Problem
Write out the items below from the start through the line containing "[271,229,291,240]", reproducing every line unchanged.
BEGIN Supplied material
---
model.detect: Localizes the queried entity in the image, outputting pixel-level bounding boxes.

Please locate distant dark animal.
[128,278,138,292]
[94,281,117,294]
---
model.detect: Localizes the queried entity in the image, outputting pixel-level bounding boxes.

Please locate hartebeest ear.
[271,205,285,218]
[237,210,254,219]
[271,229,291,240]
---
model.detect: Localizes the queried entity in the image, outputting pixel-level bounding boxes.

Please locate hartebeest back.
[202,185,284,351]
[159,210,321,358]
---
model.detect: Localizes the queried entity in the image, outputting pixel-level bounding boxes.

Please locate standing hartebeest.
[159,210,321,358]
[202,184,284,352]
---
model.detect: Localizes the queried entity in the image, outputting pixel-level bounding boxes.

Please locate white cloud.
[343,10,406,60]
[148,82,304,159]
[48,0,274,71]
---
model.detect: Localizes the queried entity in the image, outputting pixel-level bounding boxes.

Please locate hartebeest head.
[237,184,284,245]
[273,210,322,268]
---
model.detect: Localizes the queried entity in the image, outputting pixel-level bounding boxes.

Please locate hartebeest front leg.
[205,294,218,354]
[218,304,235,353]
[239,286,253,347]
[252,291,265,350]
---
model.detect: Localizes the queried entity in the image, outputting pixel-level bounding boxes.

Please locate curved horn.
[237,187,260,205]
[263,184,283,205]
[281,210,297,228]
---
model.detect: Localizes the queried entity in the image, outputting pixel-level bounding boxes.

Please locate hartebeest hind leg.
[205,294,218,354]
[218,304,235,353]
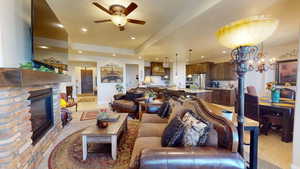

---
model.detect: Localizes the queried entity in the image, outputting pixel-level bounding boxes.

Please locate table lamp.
[216,16,279,157]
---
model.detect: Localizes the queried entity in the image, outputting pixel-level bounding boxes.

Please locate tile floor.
[38,102,292,169]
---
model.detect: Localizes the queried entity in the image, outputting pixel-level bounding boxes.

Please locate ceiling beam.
[71,43,136,55]
[136,0,222,54]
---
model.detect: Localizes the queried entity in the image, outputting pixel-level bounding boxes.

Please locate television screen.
[32,0,68,70]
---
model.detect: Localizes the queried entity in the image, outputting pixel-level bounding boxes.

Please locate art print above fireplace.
[276,60,298,85]
[29,88,54,144]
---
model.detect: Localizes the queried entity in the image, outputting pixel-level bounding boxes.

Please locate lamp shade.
[216,16,279,49]
[111,14,127,26]
[144,76,152,84]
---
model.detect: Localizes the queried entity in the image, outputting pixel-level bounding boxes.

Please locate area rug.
[48,120,139,169]
[80,111,99,121]
[78,96,96,102]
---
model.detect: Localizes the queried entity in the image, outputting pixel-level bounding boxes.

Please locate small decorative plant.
[19,62,34,70]
[145,91,156,102]
[266,82,280,103]
[19,62,54,72]
[266,82,276,92]
[116,84,124,93]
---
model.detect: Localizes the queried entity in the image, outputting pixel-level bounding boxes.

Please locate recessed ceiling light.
[39,46,49,49]
[55,23,64,28]
[81,28,88,32]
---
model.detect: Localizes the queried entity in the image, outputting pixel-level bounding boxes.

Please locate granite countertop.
[168,88,212,93]
[206,87,234,90]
END Supplied material
Written answer
---
model.detect: Localizes the queried entity in the image, outputting pixel-level bounding boxes.

Please locate distant dark animal.
[128,278,138,292]
[94,281,117,294]
---
model.detect: Localizes the queried entity in the image, outputting pixel-level bounding boxes.

Please locate hartebeest ear.
[271,205,285,218]
[237,210,254,219]
[271,229,291,240]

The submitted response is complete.